[sqlalchemy] Re: Column name mapping problem in 0.3.7

2007-06-27 Thread Graham Stratton

Hi Rick,

I still have rowcount issues on the latest svn.  Also, is 'money' a
native type?  I'm currently setting
ischema_names['money'] = MSNumeric

Thanks,

Graham

On Jun 6, 6:34 pm, Rick Morrison [EMAIL PROTECTED] wrote:
 Hi Graham,

 There's a good chance that only you and I are using pymssql, and I don't
 have have the long identifiers problem, so it kind of dropped throught the
 cracks, sorry.

 I've checked in the 30-character thing, but I've left off the sane_rowcount
 for now. I had run into issues with that back in March, and I ended up
 patching pymssql to fix the problem rather than set sane_rowcount to False.
 Can't remember why now, I'm currently running our local test suite which
 should remind me.

 Rick

 On 6/6/07, Graham Stratton [EMAIL PROTECTED]  wrote:



  I'm bringing this old thread up because I'm still having the same
  issue with 0.3.8.  In order to use mssql I have to add

   def max_identifier_length(self):
   return 30

  to the pymssql dialect.

  I also find that I need to set has_sane_rowcount=False (as I have had
  to with every release).

  Is anyone else using pymssql? Do you have the same problems?  Should
  these changes be made on the trunk?

  Thanks,

  Graham
  On May 1, 7:13 pm, Michael Bayer [EMAIL PROTECTED] wrote:
   it is max_identifier_length() on Dialect.

   ive also gone and figured out why it is hard to separate the max
   length of columns vs. that of labels...its because of some issues
   that arise with some auto-labeling that happens inside of
   ansisql.pyso its fortunate i dont have to get into that.

-- RECORDS SUPPLIED --
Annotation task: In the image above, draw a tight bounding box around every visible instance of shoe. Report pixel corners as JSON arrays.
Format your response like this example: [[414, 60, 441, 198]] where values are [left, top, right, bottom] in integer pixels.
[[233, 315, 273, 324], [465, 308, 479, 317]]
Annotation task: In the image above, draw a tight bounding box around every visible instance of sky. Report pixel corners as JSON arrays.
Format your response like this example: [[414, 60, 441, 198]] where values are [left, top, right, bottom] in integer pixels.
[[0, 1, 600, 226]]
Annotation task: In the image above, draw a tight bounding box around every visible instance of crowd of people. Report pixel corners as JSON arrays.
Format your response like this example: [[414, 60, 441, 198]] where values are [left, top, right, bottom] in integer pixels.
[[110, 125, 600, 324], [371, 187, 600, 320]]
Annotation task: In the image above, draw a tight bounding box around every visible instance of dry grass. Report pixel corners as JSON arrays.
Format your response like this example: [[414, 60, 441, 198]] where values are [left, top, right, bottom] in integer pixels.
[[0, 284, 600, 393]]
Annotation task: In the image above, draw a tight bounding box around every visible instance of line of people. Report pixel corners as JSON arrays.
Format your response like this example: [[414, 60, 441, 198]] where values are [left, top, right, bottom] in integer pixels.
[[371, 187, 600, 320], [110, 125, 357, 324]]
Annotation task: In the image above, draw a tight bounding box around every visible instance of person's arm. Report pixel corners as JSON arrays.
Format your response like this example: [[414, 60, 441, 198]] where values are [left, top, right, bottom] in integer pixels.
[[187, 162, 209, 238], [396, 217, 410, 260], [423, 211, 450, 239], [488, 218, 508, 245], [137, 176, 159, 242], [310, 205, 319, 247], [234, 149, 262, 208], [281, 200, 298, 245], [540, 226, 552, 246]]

-- PROBLEM DESCRIPTION --
From the SQLAlchemy mailing-list thread, reproduce the passage starting with "On 6/6/07, Graham" and going on through "with every release).".

-- OUTPUT OF THE TASK --
On 6/6/07, Graham Stratton [EMAIL PROTECTED]  wrote:



  I'm bringing this old thread up because I'm still having the same
  issue with 0.3.8.  In order to use mssql I have to add

   def max_identifier_length(self):
   return 30

  to the pymssql dialect.

  I also find that I need to set has_sane_rowcount=False (as I have had
  to with every release).